:: Problem statement ::
Copy the records below in full, changing no character.

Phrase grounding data
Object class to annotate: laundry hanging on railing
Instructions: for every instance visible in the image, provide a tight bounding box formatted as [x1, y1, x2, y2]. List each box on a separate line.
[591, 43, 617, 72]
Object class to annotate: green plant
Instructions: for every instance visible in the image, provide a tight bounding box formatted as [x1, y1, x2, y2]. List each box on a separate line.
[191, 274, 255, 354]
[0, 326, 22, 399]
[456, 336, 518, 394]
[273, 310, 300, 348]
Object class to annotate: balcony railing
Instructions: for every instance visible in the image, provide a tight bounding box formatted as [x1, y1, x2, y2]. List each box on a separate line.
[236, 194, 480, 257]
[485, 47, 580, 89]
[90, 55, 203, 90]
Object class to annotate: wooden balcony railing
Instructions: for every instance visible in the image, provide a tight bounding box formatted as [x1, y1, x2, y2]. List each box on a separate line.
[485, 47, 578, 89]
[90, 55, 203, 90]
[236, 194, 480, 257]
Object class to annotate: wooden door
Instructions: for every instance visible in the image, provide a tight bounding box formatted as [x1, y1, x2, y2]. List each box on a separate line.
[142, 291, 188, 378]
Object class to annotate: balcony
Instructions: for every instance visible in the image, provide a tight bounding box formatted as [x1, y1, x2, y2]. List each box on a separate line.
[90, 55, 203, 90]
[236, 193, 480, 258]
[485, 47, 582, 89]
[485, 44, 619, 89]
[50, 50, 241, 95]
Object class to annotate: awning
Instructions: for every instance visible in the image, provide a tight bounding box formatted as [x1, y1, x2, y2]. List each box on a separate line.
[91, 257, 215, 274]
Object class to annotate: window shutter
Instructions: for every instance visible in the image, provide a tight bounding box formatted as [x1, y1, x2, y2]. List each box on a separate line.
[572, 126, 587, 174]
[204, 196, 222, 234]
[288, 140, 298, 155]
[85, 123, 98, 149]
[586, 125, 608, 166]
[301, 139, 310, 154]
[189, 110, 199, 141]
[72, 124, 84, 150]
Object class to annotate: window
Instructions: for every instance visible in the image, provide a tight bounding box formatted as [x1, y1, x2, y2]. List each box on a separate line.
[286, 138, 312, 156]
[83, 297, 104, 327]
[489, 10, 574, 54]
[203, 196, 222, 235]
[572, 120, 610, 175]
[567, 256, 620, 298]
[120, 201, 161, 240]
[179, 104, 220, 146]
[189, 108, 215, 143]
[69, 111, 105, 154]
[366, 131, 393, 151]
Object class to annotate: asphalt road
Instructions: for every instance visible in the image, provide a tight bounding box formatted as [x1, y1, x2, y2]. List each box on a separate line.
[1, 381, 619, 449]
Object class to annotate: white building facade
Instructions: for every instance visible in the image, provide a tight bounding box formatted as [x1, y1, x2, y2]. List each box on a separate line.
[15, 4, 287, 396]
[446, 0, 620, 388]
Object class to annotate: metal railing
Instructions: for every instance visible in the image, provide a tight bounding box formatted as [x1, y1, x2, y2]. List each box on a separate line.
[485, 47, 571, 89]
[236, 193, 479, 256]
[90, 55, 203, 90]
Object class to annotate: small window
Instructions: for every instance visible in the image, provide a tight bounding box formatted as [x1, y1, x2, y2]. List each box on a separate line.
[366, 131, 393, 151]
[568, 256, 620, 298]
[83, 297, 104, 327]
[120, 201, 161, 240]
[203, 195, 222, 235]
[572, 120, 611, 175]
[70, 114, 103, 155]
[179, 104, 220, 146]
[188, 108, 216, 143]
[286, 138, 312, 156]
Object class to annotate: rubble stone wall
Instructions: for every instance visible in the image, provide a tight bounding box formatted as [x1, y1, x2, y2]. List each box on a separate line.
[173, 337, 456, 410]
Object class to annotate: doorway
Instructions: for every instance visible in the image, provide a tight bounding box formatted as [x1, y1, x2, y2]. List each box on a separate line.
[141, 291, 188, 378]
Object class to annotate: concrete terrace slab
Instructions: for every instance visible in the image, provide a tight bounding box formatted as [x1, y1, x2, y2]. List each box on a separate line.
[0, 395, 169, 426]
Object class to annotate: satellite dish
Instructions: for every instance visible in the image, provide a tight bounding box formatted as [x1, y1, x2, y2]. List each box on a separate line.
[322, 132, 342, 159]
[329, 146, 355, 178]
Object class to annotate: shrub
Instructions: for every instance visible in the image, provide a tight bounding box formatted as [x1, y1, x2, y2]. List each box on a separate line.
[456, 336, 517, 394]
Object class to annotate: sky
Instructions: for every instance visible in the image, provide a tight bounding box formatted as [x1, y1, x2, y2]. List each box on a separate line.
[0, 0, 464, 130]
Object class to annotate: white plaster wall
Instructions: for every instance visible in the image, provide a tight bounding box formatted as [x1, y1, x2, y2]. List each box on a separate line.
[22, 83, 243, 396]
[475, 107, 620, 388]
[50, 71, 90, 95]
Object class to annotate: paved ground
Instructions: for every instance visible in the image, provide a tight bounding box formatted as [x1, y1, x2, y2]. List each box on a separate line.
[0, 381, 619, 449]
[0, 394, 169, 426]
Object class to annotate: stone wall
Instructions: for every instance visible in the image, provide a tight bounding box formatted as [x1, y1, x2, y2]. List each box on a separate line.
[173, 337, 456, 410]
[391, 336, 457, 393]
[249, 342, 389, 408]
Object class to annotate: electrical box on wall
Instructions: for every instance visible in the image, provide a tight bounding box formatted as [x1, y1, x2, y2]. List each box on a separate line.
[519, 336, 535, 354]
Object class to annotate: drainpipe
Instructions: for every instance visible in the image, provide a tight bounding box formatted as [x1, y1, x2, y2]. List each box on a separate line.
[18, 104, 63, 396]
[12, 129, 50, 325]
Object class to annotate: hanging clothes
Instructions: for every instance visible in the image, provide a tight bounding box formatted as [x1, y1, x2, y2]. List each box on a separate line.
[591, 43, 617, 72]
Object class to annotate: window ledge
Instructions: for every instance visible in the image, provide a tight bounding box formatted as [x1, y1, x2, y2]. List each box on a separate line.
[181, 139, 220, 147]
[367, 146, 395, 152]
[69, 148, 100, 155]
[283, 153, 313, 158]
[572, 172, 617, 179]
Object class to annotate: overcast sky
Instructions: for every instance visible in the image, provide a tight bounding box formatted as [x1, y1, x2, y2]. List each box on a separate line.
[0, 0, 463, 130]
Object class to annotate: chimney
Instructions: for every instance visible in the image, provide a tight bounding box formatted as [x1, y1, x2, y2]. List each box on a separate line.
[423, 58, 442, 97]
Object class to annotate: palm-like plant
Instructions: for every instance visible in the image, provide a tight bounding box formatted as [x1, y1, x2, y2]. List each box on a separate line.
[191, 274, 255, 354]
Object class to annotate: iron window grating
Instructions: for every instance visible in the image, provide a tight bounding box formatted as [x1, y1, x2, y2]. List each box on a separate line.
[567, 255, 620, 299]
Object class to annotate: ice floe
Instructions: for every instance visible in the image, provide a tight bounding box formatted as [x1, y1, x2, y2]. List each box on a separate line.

:: Answer below ::
Object class to annotate: laundry hanging on railing
Instructions: for every instance visible in the image, provide a tight bounding box formatted as [x1, y1, x2, y2]. List each box on a separate line.
[591, 43, 617, 72]
Object class to annotate: green plant
Instructions: for every instance visible in the image, provide a tight bounding box formatted as [x1, y1, x2, y2]. List each box on a separate line.
[191, 274, 255, 354]
[0, 326, 22, 399]
[456, 336, 518, 394]
[273, 310, 300, 348]
Object class to annotate: balcony railing
Instructions: for every instance visible in the image, provide a tight bounding box formatted as [x1, y1, x2, y2]. List each box on a separate line.
[236, 194, 480, 257]
[485, 47, 580, 89]
[90, 55, 203, 90]
Object class to annotate: wooden balcony railing
Instructions: for every instance visible in the image, provide a tight bounding box formatted as [x1, y1, x2, y2]. List each box on a separate line.
[485, 47, 578, 89]
[90, 55, 203, 90]
[236, 194, 480, 257]
Object class to annotate: wooden door
Instructions: for every instance visible in the image, provide a tight bounding box formatted as [x1, y1, x2, y2]. List each box on a separate line.
[142, 291, 188, 378]
Object class to annotate: balcony
Instructions: for every instance visible in the image, provide a tight bounding box formatted as [x1, y1, x2, y2]. List each box on a separate line.
[90, 55, 203, 90]
[236, 193, 480, 258]
[485, 47, 582, 89]
[485, 44, 619, 89]
[50, 50, 241, 95]
Object class to annotate: awning
Instructions: for every instance visible in the image, provide a tight bounding box formatted as [x1, y1, x2, y2]. List each box on a separate line.
[91, 257, 215, 274]
Object class to annotate: window shutter
Instructions: for every instance visible in the image, provide a tight bounding box formatted as [x1, y1, x2, y2]. List each box on a separate line.
[572, 126, 587, 174]
[204, 196, 222, 234]
[288, 140, 298, 155]
[85, 123, 98, 149]
[586, 125, 608, 166]
[301, 139, 310, 154]
[189, 110, 199, 141]
[72, 124, 84, 150]
Object class to annotate: window
Instructions: for every instance visible in the image, provide a tight bounding box formatted as [x1, y1, x2, y2]. List each box on a separate line.
[286, 138, 312, 156]
[83, 297, 104, 327]
[489, 10, 574, 54]
[203, 196, 222, 235]
[572, 120, 610, 175]
[567, 256, 620, 298]
[120, 201, 161, 240]
[179, 104, 220, 146]
[189, 108, 215, 143]
[69, 111, 105, 154]
[366, 131, 393, 151]
Object class to annotate: asphalt road
Instructions: for every instance visible in the image, provide a tight bounding box formatted as [x1, y1, x2, y2]. List each box on a separate line.
[1, 381, 619, 449]
Object class to annotate: white building facade
Instructions: for every instance visible in the image, provide a tight bounding box formatted as [x1, y1, x2, y2]. List each box on a separate line.
[15, 4, 287, 396]
[446, 0, 620, 388]
Object class to annotate: metal railing
Instructions: for every instance visible in the image, provide a tight bounding box formatted as [x1, y1, x2, y2]. List each box on a separate line.
[485, 47, 571, 89]
[236, 193, 479, 256]
[90, 55, 203, 90]
Object class to annotate: small window
Instructions: for every instance visible in the image, provide a tight bounding box formatted as [x1, y1, x2, y2]. List each box on a separate line.
[366, 131, 393, 151]
[568, 256, 620, 298]
[83, 297, 104, 327]
[120, 201, 161, 240]
[203, 195, 222, 235]
[572, 120, 611, 175]
[70, 114, 103, 155]
[179, 104, 220, 146]
[188, 108, 216, 143]
[286, 138, 312, 156]
Object class to annotate: rubble stone wall
Instructions: for every instance visible in the image, provide a tight bounding box formatted as [x1, y1, x2, y2]. List each box on a separate line.
[173, 337, 456, 410]
Object class to annotate: doorway
Instructions: for every instance visible in the image, provide a tight bounding box formatted as [x1, y1, x2, y2]. List each box on a separate line.
[141, 291, 188, 378]
Object class to annotate: concrete terrace slab
Instructions: for every instance visible in the image, provide a tight bounding box formatted as [x1, y1, x2, y2]. List each box on a separate line.
[0, 395, 169, 426]
Object class to annotate: satellite dish
Instructions: for every instance visible in the image, provide a tight bounding box formatted as [x1, y1, x2, y2]. List each box on a separate line.
[322, 132, 342, 159]
[329, 146, 355, 178]
Object class to annotate: shrub
Instructions: for every instance visible in the image, provide a tight bounding box formatted as [x1, y1, x2, y2]. List each box on a separate line.
[456, 336, 517, 394]
Object class to annotate: sky
Instructions: for every instance visible in the image, provide a tight bounding box formatted as [x1, y1, x2, y2]. List each box on a separate line.
[0, 0, 464, 130]
Object class to annotate: white plaster wall
Instructions: for every instance visible in the image, provide a tight bounding box formatted as [x1, y1, x2, y2]. List each box on a separate line.
[22, 83, 243, 396]
[475, 107, 620, 388]
[50, 71, 90, 95]
Object class to annotate: paved ground
Instructions: for every instance visible in the image, provide a tight bounding box formatted as [x1, y1, x2, y2]. List each box on a separate line.
[0, 381, 619, 449]
[0, 394, 169, 426]
Object class to annotate: stone wall
Instructions: for every instance visible in the image, provide a tight bounding box formatted as [x1, y1, x2, y2]. List each box on a separate line.
[173, 337, 456, 410]
[391, 336, 457, 393]
[249, 342, 389, 408]
Object class to annotate: electrical box on wall
Instructions: for every instance visible in the image, provide a tight bounding box formatted as [x1, y1, x2, y2]. List each box on a separate line.
[519, 336, 535, 354]
Object class to annotate: drainpipe
Instructions: for every instance visible in the image, provide a tight bounding box formatted as [x1, y1, x2, y2]. List each box on a separate line.
[18, 104, 63, 396]
[12, 129, 50, 325]
Object class to annotate: hanging clothes
Instructions: for every instance visible in the image, provide a tight bounding box formatted as [x1, y1, x2, y2]. List each box on a separate line.
[591, 43, 617, 72]
Object class to annotate: window ledge
Instructions: for every instance visible in the image, provide a tight bounding box formatted as [x1, y1, x2, y2]. List each box on a separate line.
[181, 139, 220, 147]
[367, 146, 395, 152]
[69, 148, 100, 155]
[283, 153, 313, 158]
[572, 172, 617, 179]
Object class to annotate: overcast sky
Instructions: for every instance visible in the image, provide a tight bounding box formatted as [x1, y1, x2, y2]. List each box on a separate line.
[0, 0, 463, 130]
Object class to annotate: chimney
Instructions: for every instance visible in the image, provide a tight bounding box formatted as [x1, y1, x2, y2]. List each box on a separate line.
[423, 58, 442, 97]
Object class to annotate: palm-like plant
Instructions: for every instance visible in the image, provide a tight bounding box formatted as [x1, y1, x2, y2]. List each box on a separate line.
[191, 274, 255, 354]
Object class to annotate: iron window grating
Instructions: for every instance visible in the image, provide a tight bounding box formatted as [x1, y1, x2, y2]. List each box on a separate line.
[567, 255, 620, 299]
Object class to annotate: ice floe
Instructions: for every instance visible in the image, provide a tight bounding box formatted as [x1, y1, x2, y2]. List each box on a separate line.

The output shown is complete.